━━ Text block
Abhanga 5 · Verse 3
Yoga and Ritual Cannot Reach
तपेवीण दैवत दिधल्यावीण प्राप्त | गुजेवीण हित कोण सांगे || ३ ||
तप के बिना देवता की कृपा नहीं, दिए बिना प्राप्ति नहीं | निकटता के बिना हित की बात कौन कहे || ३ ||
Without austerity, no divine grace. Without giving of yourself, nothing is received. Without real closeness, who will tell you the truth for your own good?
tapevina daivata didhalyavina prapta | gujevina hita kona sange || 3 ||
Three things that sound like demands turn out to be three forms of opening. Without tapas, the willingness to burn away what is not essential, grace has nowhere to land. Without giving, without releasing your grip on at least one certainty, the hands stay closed. Without guja, the intimate closeness that lets another person see you as you actually are, no one can tell you the truth you most need to hear. This verse is not about heroic spiritual effort. It is about becoming vulnerable enough to receive.
━━━━
━━ Record set
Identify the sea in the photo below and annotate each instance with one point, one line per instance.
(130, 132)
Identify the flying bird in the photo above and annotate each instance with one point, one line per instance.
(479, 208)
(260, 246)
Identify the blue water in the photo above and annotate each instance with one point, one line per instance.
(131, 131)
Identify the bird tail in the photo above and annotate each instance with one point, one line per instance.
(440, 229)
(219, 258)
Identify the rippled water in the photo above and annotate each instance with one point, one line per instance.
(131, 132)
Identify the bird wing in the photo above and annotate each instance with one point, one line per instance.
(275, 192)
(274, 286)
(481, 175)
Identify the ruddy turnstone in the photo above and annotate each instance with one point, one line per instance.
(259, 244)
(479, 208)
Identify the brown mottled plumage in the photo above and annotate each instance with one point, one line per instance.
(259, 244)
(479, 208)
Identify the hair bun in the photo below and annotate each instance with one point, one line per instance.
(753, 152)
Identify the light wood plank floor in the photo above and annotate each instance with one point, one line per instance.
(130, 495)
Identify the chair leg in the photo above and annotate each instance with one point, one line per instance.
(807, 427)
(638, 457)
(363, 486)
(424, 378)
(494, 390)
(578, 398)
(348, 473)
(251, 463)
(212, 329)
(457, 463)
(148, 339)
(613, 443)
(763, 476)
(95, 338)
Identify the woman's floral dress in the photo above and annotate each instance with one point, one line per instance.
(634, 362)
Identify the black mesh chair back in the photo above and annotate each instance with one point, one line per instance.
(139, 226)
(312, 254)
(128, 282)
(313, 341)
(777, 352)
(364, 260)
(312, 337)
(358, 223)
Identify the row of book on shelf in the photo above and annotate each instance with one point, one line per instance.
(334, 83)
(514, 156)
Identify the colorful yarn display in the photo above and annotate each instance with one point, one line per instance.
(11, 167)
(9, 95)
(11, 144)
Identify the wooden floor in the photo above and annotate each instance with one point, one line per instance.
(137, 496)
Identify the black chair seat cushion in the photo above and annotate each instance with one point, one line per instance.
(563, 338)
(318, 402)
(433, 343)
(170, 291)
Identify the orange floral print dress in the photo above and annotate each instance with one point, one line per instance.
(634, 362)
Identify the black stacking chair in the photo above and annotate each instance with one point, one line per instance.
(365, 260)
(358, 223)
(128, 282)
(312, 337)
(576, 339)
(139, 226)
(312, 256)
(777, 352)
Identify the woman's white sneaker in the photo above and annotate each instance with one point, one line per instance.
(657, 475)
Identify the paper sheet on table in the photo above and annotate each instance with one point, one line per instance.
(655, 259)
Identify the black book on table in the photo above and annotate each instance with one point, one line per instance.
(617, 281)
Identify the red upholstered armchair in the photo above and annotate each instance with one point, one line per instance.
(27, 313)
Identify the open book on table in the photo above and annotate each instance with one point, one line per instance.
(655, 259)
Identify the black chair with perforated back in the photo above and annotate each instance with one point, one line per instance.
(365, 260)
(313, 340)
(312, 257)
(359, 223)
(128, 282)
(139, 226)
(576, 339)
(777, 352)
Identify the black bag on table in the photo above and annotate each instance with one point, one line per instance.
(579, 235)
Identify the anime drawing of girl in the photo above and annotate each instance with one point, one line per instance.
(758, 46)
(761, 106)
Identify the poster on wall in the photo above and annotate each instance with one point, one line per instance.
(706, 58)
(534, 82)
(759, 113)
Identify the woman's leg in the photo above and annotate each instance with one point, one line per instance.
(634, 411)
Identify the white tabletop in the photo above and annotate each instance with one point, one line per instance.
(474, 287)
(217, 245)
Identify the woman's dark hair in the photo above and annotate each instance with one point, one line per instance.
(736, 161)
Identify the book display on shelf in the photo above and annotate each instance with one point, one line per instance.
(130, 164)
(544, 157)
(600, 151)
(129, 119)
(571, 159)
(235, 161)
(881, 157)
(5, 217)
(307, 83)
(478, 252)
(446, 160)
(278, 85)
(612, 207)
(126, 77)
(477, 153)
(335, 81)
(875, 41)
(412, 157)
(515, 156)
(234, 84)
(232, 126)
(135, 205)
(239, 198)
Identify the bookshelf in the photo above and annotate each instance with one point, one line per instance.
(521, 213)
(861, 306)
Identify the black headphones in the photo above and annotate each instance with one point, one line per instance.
━━━━
▶ [Exercise prompt] Reproduce the Abhanga 5, Verse 3 text above word for word, including the Marathi, Hindi, and transliterated lines.

▶ [Solution]
Abhanga 5 · Verse 3
Yoga and Ritual Cannot Reach
तपेवीण दैवत दिधल्यावीण प्राप्त | गुजेवीण हित कोण सांगे || ३ ||
तप के बिना देवता की कृपा नहीं, दिए बिना प्राप्ति नहीं | निकटता के बिना हित की बात कौन कहे || ३ ||
Without austerity, no divine grace. Without giving of yourself, nothing is received. Without real closeness, who will tell you the truth for your own good?
tapevina daivata didhalyavina prapta | gujevina hita kona sange || 3 ||
Three things that sound like demands turn out to be three forms of opening. Without tapas, the willingness to burn away what is not essential, grace has nowhere to land. Without giving, without releasing your grip on at least one certainty, the hands stay closed. Without guja, the intimate closeness that lets another person see you as you actually are, no one can tell you the truth you most need to hear. This verse is not about heroic spiritual effort. It is about becoming vulnerable enough to receive.